Exercise details:
Find the line that contains "For the image" in the entries below. Output it and each later line exactly, and nothing else.

Referring expression grounding data:
§
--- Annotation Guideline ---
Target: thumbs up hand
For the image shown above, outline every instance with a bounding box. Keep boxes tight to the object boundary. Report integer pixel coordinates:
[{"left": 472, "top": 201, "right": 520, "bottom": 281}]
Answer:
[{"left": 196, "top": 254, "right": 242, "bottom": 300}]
§
Reply:
For the image shown above, outline every instance with a bounding box. Keep boxes tight to the object boundary. Report integer pixel coordinates:
[{"left": 472, "top": 201, "right": 520, "bottom": 281}]
Answer:
[{"left": 196, "top": 254, "right": 242, "bottom": 300}]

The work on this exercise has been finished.